MATERIAL PROVIDED >>
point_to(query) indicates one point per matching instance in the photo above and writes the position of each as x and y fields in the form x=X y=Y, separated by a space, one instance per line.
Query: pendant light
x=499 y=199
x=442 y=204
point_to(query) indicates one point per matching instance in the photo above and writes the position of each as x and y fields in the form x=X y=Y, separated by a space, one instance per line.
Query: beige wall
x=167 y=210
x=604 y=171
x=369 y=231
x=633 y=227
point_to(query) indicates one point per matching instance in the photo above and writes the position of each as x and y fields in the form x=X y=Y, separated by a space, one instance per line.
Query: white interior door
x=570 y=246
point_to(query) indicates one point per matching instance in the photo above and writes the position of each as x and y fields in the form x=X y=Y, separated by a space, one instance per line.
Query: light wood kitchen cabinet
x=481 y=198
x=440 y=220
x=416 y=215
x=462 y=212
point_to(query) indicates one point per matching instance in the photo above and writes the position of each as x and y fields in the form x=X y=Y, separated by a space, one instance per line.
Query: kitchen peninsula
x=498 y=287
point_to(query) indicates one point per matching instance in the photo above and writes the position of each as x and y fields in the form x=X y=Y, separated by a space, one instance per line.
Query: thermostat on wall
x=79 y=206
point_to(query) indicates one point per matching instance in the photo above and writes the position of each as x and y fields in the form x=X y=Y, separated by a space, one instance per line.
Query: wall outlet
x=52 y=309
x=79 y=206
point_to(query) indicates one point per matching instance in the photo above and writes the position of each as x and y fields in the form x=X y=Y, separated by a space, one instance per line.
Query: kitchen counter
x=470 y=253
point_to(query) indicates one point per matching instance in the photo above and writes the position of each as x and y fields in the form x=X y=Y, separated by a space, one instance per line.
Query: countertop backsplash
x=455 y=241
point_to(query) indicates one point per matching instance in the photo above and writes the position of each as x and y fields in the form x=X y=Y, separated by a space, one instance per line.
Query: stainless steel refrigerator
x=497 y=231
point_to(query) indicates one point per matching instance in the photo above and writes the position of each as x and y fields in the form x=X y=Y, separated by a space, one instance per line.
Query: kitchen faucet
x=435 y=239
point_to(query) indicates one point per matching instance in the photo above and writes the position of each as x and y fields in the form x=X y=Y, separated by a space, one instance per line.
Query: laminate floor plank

OBJECTIVE >> Rewrite the entries from the very start through the line containing "x=498 y=287", including that line, with "kitchen" replaced by "galley" and nothing else changed.

OUTPUT FOR THIS TASK >>
point_to(query) indicates one point per matching instance in the photo above and writes the position of each as x and y fields in the form x=X y=Y, separated by a space, one instance per line.
Query: pendant light
x=499 y=199
x=442 y=204
point_to(query) indicates one point per matching instance in the photo above and writes the position of each as x and y fields in the form x=X y=Y, separated by a space, one instance per line.
Query: beige wall
x=167 y=210
x=604 y=171
x=369 y=231
x=633 y=227
point_to(query) indicates one point per matching instance in the photo above and writes the position of each as x and y fields in the form x=X y=Y, separated by a space, one instance per line.
Query: white interior door
x=570 y=246
point_to(query) indicates one point per matching instance in the photo above and writes the position of each as x and y fields in the form x=X y=Y, separated by a space, one instance per line.
Query: light wood galley cabinet
x=481 y=198
x=440 y=220
x=416 y=215
x=462 y=212
point_to(query) indicates one point per matching instance in the photo above and writes the position of each as x and y fields in the form x=X y=Y, separated by a space, one instance per line.
Query: galley peninsula
x=498 y=287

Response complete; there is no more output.